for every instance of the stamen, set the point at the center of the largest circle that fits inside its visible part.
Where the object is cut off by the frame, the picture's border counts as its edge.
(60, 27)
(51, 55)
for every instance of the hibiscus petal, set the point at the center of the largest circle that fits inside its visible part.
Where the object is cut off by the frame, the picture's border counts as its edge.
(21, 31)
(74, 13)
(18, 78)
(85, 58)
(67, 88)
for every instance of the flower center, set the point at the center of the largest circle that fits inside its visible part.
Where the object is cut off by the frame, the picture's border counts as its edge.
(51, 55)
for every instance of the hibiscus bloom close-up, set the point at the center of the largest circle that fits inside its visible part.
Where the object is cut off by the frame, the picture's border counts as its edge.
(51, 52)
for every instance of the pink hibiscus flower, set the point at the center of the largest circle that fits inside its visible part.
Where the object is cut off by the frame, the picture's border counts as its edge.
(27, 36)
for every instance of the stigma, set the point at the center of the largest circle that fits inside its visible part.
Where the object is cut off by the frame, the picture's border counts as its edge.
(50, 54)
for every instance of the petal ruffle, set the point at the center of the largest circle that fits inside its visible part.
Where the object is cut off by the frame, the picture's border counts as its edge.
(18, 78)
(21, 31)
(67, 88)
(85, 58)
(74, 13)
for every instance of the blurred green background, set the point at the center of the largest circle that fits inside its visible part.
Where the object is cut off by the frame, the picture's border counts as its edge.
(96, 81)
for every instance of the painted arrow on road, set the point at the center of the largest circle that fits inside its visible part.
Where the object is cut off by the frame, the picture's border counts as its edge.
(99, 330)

= = = = = = =

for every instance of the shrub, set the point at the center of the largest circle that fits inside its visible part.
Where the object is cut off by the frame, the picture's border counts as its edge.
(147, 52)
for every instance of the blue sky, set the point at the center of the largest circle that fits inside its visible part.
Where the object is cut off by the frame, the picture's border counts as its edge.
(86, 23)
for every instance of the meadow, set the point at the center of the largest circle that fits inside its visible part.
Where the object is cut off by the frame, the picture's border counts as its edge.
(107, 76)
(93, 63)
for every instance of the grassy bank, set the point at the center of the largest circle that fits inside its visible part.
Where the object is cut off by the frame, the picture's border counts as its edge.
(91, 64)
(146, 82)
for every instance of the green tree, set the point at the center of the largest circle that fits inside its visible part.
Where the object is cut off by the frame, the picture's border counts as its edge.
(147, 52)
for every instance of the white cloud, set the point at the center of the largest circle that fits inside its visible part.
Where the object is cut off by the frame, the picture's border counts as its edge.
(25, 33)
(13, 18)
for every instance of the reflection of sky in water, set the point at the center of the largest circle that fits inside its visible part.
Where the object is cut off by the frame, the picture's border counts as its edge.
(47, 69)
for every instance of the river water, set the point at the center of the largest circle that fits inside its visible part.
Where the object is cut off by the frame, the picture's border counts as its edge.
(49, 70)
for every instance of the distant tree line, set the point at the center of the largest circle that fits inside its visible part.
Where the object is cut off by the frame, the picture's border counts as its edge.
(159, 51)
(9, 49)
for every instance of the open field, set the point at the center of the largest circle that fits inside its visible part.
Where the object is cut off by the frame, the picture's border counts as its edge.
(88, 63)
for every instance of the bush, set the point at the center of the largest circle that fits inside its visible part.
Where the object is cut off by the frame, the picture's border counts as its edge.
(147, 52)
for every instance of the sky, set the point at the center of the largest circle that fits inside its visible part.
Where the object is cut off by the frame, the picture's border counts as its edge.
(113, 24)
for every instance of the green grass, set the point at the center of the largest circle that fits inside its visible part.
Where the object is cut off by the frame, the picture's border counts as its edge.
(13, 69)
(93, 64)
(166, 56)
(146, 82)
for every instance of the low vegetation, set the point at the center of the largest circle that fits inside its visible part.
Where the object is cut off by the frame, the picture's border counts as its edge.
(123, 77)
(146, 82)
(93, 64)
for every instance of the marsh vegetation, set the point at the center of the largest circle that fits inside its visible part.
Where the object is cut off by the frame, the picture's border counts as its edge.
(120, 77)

= = = = = = =

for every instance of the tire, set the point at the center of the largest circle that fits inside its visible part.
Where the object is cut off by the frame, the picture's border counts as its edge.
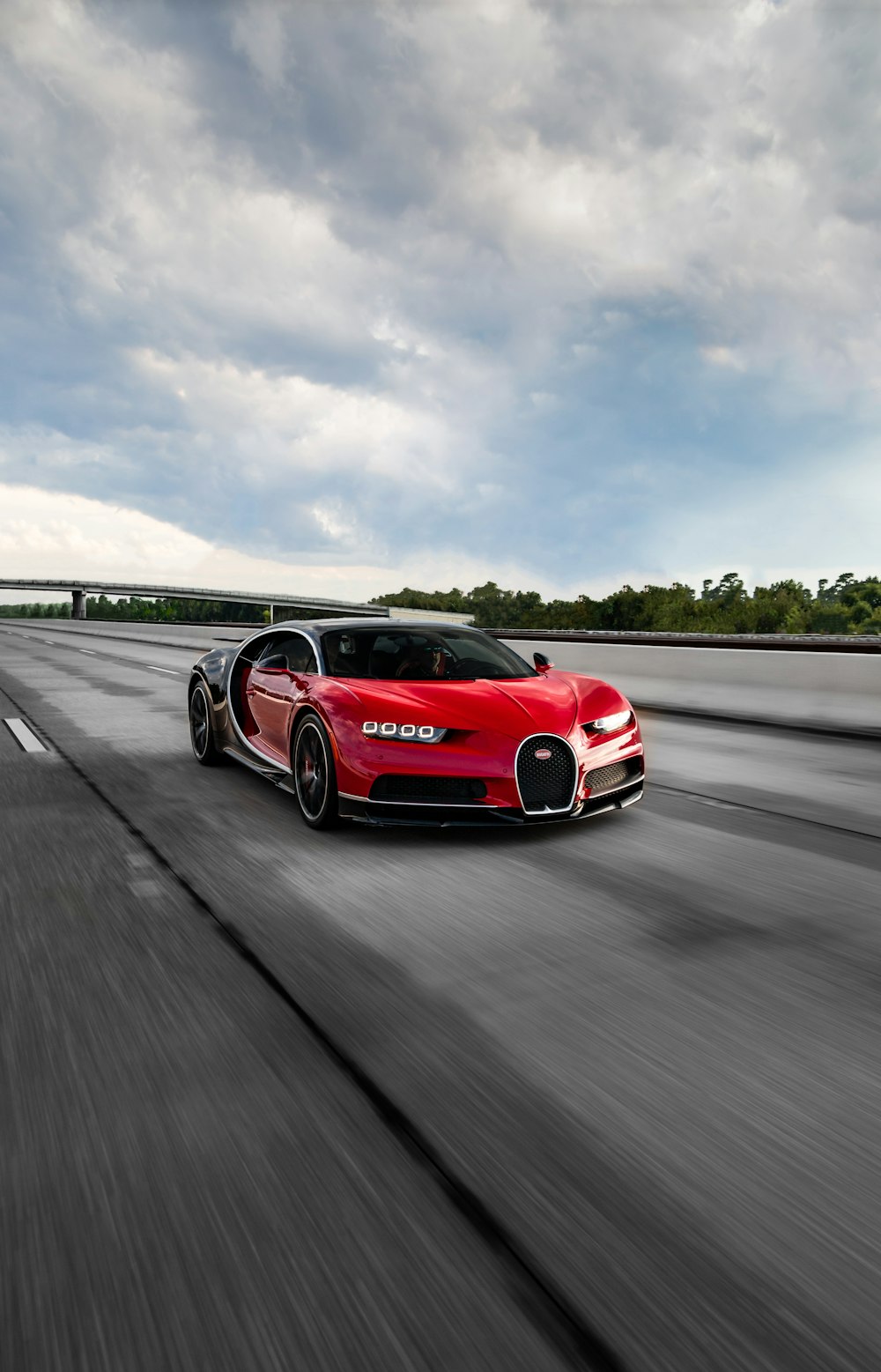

= = = = = = =

EXERCISE BRIEF → Report the number of lines in these entries that hold the word "green". Add nothing else.

SOLVED PROBLEM → 3